Exercise brief:
Print all entries word for word.

begin

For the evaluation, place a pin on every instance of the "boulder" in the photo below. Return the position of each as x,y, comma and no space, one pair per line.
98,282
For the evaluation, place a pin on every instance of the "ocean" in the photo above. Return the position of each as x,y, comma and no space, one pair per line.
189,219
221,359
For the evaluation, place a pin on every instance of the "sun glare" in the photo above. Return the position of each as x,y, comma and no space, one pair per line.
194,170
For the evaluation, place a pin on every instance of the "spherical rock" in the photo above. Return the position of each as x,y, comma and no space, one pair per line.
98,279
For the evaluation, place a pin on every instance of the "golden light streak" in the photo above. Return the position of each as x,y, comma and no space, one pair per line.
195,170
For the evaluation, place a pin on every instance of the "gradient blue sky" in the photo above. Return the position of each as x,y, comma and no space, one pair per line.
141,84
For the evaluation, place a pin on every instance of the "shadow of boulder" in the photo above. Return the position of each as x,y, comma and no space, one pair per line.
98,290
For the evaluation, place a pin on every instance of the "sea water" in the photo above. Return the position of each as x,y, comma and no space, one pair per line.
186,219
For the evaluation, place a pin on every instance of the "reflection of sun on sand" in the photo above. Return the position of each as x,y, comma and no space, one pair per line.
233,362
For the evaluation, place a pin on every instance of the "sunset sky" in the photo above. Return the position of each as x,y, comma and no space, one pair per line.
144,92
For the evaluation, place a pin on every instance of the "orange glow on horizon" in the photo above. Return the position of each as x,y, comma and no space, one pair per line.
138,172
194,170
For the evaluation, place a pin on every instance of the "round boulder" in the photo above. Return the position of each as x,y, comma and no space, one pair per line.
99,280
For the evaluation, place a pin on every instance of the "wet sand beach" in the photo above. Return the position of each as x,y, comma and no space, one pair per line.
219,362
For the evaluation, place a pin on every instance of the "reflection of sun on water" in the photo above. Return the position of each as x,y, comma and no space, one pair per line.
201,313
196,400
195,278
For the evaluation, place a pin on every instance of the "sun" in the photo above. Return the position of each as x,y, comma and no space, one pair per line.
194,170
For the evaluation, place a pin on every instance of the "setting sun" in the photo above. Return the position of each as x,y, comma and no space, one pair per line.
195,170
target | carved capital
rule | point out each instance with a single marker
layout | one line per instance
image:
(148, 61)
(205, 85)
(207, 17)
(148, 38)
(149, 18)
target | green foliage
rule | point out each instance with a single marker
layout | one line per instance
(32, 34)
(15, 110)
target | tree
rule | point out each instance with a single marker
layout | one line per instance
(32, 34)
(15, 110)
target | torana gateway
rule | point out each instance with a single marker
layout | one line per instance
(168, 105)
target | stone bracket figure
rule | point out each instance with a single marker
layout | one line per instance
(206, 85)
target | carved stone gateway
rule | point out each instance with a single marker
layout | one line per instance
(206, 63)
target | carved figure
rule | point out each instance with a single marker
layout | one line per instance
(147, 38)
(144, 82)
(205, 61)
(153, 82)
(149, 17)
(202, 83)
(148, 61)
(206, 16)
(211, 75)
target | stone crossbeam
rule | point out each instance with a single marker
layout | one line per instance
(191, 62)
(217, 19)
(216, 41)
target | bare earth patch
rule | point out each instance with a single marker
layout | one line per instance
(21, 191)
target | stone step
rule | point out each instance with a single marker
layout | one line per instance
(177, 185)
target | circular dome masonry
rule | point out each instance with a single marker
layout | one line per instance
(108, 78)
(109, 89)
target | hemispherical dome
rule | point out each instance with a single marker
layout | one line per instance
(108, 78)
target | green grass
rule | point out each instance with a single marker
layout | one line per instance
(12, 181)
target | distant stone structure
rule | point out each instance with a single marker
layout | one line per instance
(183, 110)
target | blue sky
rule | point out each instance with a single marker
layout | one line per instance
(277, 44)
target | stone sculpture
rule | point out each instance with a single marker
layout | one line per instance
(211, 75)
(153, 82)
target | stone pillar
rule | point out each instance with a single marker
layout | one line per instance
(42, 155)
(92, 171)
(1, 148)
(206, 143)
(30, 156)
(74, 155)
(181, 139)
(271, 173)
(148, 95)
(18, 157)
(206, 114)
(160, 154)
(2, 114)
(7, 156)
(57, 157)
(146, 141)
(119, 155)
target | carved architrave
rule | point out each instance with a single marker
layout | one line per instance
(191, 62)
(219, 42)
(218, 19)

end

Final result:
For the evaluation, place a pin on every instance of the "boulder" in the photo below. Return the position of each as x,y, comma and no space, one pair per line.
98,282
For the evaluation, place a pin on every instance of the "ocean" in the photo above. Return the position of each as x,y, comma and no space, one pair per line.
189,219
221,359
For the evaluation, place a pin on every instance of the "sun glare" in the photo above. Return the position of each as x,y, comma and no space, one pair per line.
194,170
For the evaluation, place a pin on every instance of the "spherical rock" in the photo above. Return the position of each as x,y, comma and no space, one pair per line.
98,279
For the evaluation, place a pin on every instance of the "golden light streak" in the photo above. Return the position of each as x,y, comma and no space, one pair per line.
195,170
For the evaluation, place a pin on every instance of the "gradient blue sky" in the photo above. Return the position of each as x,y, comma and no space, one pair per line.
141,84
For the evaluation, place a pin on every instance of the "shadow of boulder" in the photo above. Return the position of each as x,y, comma and no space, one pair per line.
98,290
For the evaluation, place a pin on every instance of the "sea water" in the photo above. Return the position of each as x,y, comma and no space, one pair per line.
186,219
For the evaluation, place a pin on every instance of the "reflection of sun on sand" in the photo above. Return the position of each as x,y, comma and no space, one pair per line.
233,362
For the evaluation, place a pin on every instance of the "sunset sky" in the photo above. Return the position of each as x,y, comma and no space, one pair per line.
144,92
For the evaluation, place a pin on every instance of the "orange glow on horizon" in the photo above. Return the position of each as x,y, comma and no space, one pair per line.
138,172
194,170
For the evaluation, place a pin on every instance of the "round boulder" in the photo above. Return the position of each as x,y, comma and no space, one pair per line.
99,280
For the evaluation, place a pin on every instance of the "wet sand beach" in the photo above. Return the position of each as x,y, comma and no space, one pair per line.
219,362
For the evaluation, place a pin on every instance of the "reflection of sun on water" in the photo above. Return the position of each as x,y, comma and no space, one pair per line.
201,313
196,400
195,278
For the evaluation, place a pin on every instance of the "sun" in the photo above. Return the position of each as x,y, comma and no space, one pair per line.
194,170
For the evaluation, place a pin on every instance of the "setting sun" in the photo above. Return the position of each as x,y, comma and no space, one pair per line.
195,170
target | carved capital
rule | point out each instance with a single marker
layout | one line per instance
image:
(148, 61)
(205, 85)
(207, 17)
(148, 38)
(149, 18)
target | green foliage
rule | point out each instance with a single marker
layout | one line per instance
(32, 34)
(15, 110)
target | tree
rule | point out each instance with a single marker
layout | one line per instance
(32, 34)
(15, 110)
target | torana gateway
rule | point out each instance with a single marker
layout | one line per instance
(168, 105)
target | stone bracket figure
rule | point out each instance with a single marker
layout | one line per instance
(206, 85)
target | carved stone gateway
rule | point out each instance with a single marker
layout | one line per instance
(206, 63)
target | carved figure
rule | point out each instance with a single marker
layout | one line per instance
(147, 38)
(144, 82)
(205, 61)
(153, 82)
(149, 17)
(202, 83)
(148, 61)
(206, 16)
(211, 75)
target | stone crossbeam
rule | point out each instance with a single marker
layout | one line per instance
(191, 62)
(217, 19)
(216, 41)
target | bare earth patch
rule | point out each instance with a single marker
layout | one line per instance
(21, 191)
target | stone step
rule | point out each instance with a single marker
layout | one line per instance
(177, 185)
target | circular dome masonry
rule | point out each instance with a single marker
layout | one line per instance
(108, 78)
(109, 89)
target | hemispherical dome
rule | point out each instance with a single marker
layout | one line per instance
(108, 78)
target | green grass
rule | point out each instance with a single marker
layout | one line per instance
(12, 181)
target | distant stone structure
rule | point out each instance with a single marker
layout | one line per instance
(183, 110)
target | blue sky
rule | point out each instance with a single marker
layout | one line per instance
(277, 44)
target | stone sculpture
rule | point out each instance with a single marker
layout | one line per instance
(211, 75)
(153, 82)
target | stone pillar
rule | point out each instance with a single marker
layout | one line per instance
(42, 155)
(92, 171)
(1, 148)
(206, 143)
(30, 156)
(74, 155)
(181, 139)
(271, 173)
(148, 95)
(18, 157)
(206, 114)
(160, 154)
(2, 114)
(7, 156)
(57, 157)
(146, 141)
(119, 155)
target | carved architrave
rule | point out each instance with a single marker
layout | one line per instance
(191, 62)
(219, 42)
(218, 19)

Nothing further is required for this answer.